In the blog post conversation below, what does the daughter name as the best part of her day?

-- START OF TEXT PROVIDED --

Rants from the Crib

An Ob/Gyn gone mad

A Conversation With My Daughter

“Come on, Mom,” she says. “Come keep me company while I take my bath.”

I pad into the room. I’m still a little ticked off at her, so I keep playing my game on my phone.

“REALLY, Mother,” she says. “The sounds that game makes are making me want to DROWN myself in this bathtub. Could you please turn that down?”

“I’ll turn it down when I lose the game,” I tell her. “I’m doing too good here.”

“Hurry up and lose,” she says. “You’re making me want to mutilate myself.”

“Speaking of which,” I say, “Let me see your lip again.”

She sticks out her lip, white and bumpy on one side where she’s been biting it. I touch it. She’s been biting it so much it’s hard. “I think you’re already mutilating yourself. When do you bite your lip? I don’t even see you biting it.”

“When you’re not looking,” she says.

“And when do you mess with your face?” I ask. “Your dad is always telling you not to touch your face but I never see you touching it.”

She shrugs. “I don’t. Unless it itches.”

“So why does your dad tell you to stop touching your face?”

“I don’t know.” She shrugs.

“Do you do it because it aggravates him?”

“No. I don’t do it at all.”

I ask her the question, the one her father started when she was just little. “So, what was the best and worst part of your day?”

Dramatic eyeroll. “The BEST part was play practice.”

“What was the worst part?”

“YOU know. Just now. When you snapped at me. I was just trying to turn the phone off.”

“I snapped at you because you weren’t listening to me.”

“I WAS listening to you. You just don’t give me a chance to finish saying what I’m saying.”

“You weren’t listening to me earlier in the car. I was trying to work out our schedule. We have to figure out when to do a trial run on your hair and makeup before dress rehearsal. I think our only good time is Thursday afternoon.”

“REALLY, Mother. Do you have to be so controlling?”

“Controlling?? I’m just trying to work out how we need to get everything done for you this week. We’re really busy.”

“You’re even more controlling than Daddy.”

“What?? More controlling than DADDY? What are you smoking?”

“Seriously, Mom. You are.”

“I don’t see how trying to help your life work out better is controlling. So what was the worst part of your day?”

SIGH. “Just now. When you yelled at me. Do you have to be so irritable? It’s awful when you’re irritable.”

“I haven’t been irritable all day.”

“Just NOW.”

“That was the only time. And that was because you were NOT listening to me. Moms don’t like it when their daughters don’t listen. Especially when it’s about their stuff.”

-- END OF TEXT PROVIDED --
-- START OF DATA LINES --

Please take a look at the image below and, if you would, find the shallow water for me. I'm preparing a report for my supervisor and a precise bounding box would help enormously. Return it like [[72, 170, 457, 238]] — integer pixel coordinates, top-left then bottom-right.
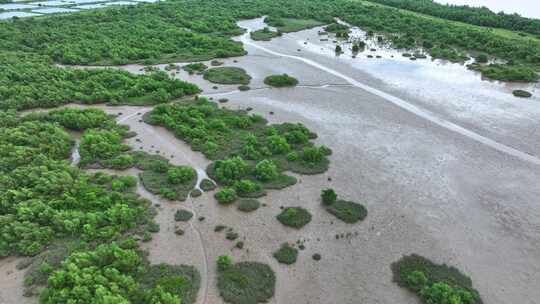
[[435, 0, 540, 18], [32, 7, 79, 14], [0, 12, 40, 20], [0, 3, 37, 11]]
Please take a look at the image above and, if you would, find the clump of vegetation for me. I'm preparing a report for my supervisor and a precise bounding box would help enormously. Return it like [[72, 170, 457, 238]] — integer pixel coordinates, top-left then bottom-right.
[[225, 231, 240, 241], [238, 198, 261, 212], [40, 240, 200, 304], [474, 54, 489, 63], [214, 188, 238, 205], [139, 160, 197, 201], [512, 90, 532, 98], [201, 178, 216, 191], [234, 179, 266, 198], [217, 256, 276, 304], [174, 209, 193, 222], [189, 189, 202, 197], [324, 22, 350, 33], [264, 16, 323, 33], [0, 116, 158, 256], [238, 85, 251, 92], [468, 63, 539, 82], [264, 74, 298, 88], [321, 189, 337, 206], [392, 254, 482, 304], [0, 52, 200, 110], [362, 0, 540, 35], [182, 62, 208, 75], [144, 98, 331, 197], [273, 243, 298, 265], [139, 264, 201, 304], [325, 200, 367, 224], [250, 27, 282, 41], [276, 207, 311, 229], [321, 189, 367, 224], [203, 67, 251, 85]]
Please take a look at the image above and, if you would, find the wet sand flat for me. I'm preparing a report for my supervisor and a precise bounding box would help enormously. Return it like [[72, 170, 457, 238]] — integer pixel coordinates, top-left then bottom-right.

-- END OF DATA LINES --

- PROBLEM SOLUTION
Play practice.